#### DATA EXCERPTS

--- START ---

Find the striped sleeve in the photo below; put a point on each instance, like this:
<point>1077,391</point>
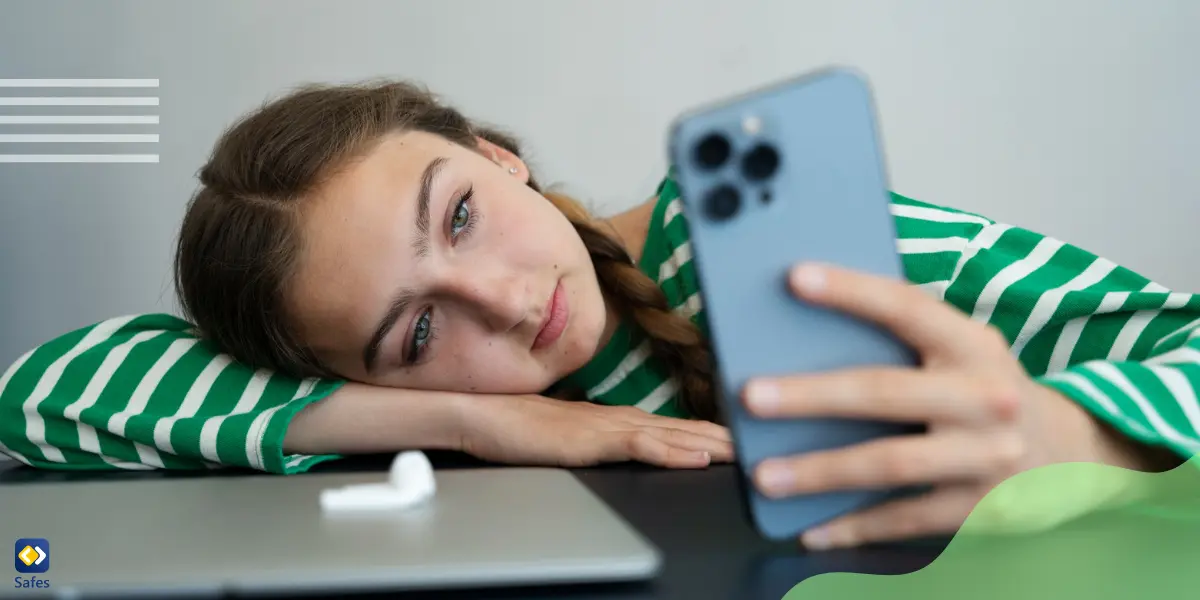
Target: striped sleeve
<point>1123,347</point>
<point>144,393</point>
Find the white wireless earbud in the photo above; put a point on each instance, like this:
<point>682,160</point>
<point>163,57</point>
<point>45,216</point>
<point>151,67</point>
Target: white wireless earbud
<point>409,483</point>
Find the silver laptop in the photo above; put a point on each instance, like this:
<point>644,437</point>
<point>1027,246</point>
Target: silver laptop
<point>268,534</point>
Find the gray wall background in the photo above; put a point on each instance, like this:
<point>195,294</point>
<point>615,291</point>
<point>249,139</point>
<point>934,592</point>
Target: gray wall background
<point>1077,118</point>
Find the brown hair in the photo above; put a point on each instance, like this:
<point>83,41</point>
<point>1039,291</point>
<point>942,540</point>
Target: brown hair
<point>239,239</point>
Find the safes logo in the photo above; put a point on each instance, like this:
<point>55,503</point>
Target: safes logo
<point>31,556</point>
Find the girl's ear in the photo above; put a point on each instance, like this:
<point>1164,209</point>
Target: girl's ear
<point>504,159</point>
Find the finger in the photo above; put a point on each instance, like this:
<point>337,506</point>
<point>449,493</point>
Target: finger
<point>643,447</point>
<point>893,461</point>
<point>693,425</point>
<point>937,513</point>
<point>719,450</point>
<point>885,394</point>
<point>909,312</point>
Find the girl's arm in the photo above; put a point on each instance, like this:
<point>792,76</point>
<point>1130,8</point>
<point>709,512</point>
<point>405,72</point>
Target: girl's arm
<point>144,391</point>
<point>1121,346</point>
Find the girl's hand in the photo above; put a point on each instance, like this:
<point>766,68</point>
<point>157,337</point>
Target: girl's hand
<point>535,430</point>
<point>987,419</point>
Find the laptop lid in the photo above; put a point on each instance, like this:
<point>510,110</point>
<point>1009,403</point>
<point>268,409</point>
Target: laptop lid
<point>268,534</point>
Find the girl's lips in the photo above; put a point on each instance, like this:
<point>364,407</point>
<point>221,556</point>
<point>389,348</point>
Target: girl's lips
<point>556,319</point>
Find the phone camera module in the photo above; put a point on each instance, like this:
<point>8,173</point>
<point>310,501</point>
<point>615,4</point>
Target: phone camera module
<point>723,202</point>
<point>713,151</point>
<point>760,163</point>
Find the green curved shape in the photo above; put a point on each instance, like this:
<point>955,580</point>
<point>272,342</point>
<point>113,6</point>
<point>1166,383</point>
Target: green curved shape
<point>1059,532</point>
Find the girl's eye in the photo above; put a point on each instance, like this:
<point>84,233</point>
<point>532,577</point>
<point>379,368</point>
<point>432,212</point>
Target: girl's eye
<point>421,334</point>
<point>461,217</point>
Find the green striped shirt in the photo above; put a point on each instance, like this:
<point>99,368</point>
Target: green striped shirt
<point>144,391</point>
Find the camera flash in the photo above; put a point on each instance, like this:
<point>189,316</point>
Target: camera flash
<point>751,125</point>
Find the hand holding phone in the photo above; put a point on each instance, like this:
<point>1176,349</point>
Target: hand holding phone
<point>887,413</point>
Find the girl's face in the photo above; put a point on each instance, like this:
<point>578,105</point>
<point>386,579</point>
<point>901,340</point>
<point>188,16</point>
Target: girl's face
<point>431,265</point>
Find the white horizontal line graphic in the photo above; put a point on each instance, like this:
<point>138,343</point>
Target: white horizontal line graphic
<point>79,101</point>
<point>78,157</point>
<point>78,119</point>
<point>78,138</point>
<point>78,83</point>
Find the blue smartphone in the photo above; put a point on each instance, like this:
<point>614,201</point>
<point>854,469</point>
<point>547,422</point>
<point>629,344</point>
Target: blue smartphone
<point>785,174</point>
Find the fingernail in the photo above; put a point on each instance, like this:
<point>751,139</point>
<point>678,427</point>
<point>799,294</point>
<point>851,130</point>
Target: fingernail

--- END ---

#### WORK TO COMPLETE
Working from the material above, restate word for word the lines between the line with "<point>389,348</point>" and the line with "Find the fingernail", both included, and only those.

#### SOLUTION TO THIS PROBLEM
<point>389,348</point>
Target: girl's lips
<point>556,319</point>
Find the phone camera module in the photo above; put a point on each instance, like this:
<point>8,173</point>
<point>310,501</point>
<point>615,4</point>
Target: phone camera module
<point>723,202</point>
<point>713,151</point>
<point>760,163</point>
Find the green curved shape in the photo above; put a point on each instance, like this:
<point>955,580</point>
<point>272,342</point>
<point>113,6</point>
<point>1166,383</point>
Target: green curved shape
<point>1059,532</point>
Find the girl's eye in the photo above; put a point on each instance, like this:
<point>84,233</point>
<point>532,577</point>
<point>379,368</point>
<point>432,212</point>
Target: girl's eye
<point>421,334</point>
<point>461,217</point>
Find the green striped shirt in the photo above; put a point on each instance, like this:
<point>99,368</point>
Target: green striped shirt
<point>144,391</point>
Find the camera flash in the photo above; put a point on each instance, like this:
<point>189,316</point>
Target: camera flash
<point>751,125</point>
Find the hand holding phone in the photo above; put a point on each instance, like this:
<point>1176,349</point>
Target: hand holding phone
<point>887,413</point>
Find the girl's face in the photo above; put a point on each instance, like this:
<point>578,105</point>
<point>386,579</point>
<point>901,340</point>
<point>188,16</point>
Target: girl's face
<point>431,265</point>
Find the white horizontal line graphic in the photo above; put a point on each instance, like this:
<point>138,343</point>
Target: white horizontal line graphic
<point>79,101</point>
<point>78,157</point>
<point>78,119</point>
<point>78,138</point>
<point>78,83</point>
Find the blue smartphone in the photo above; put a point on each instance, like this:
<point>614,201</point>
<point>854,469</point>
<point>547,422</point>
<point>629,344</point>
Target: blue smartphone
<point>785,174</point>
Find the fingernail in the photo above; put a point on each instance, like this:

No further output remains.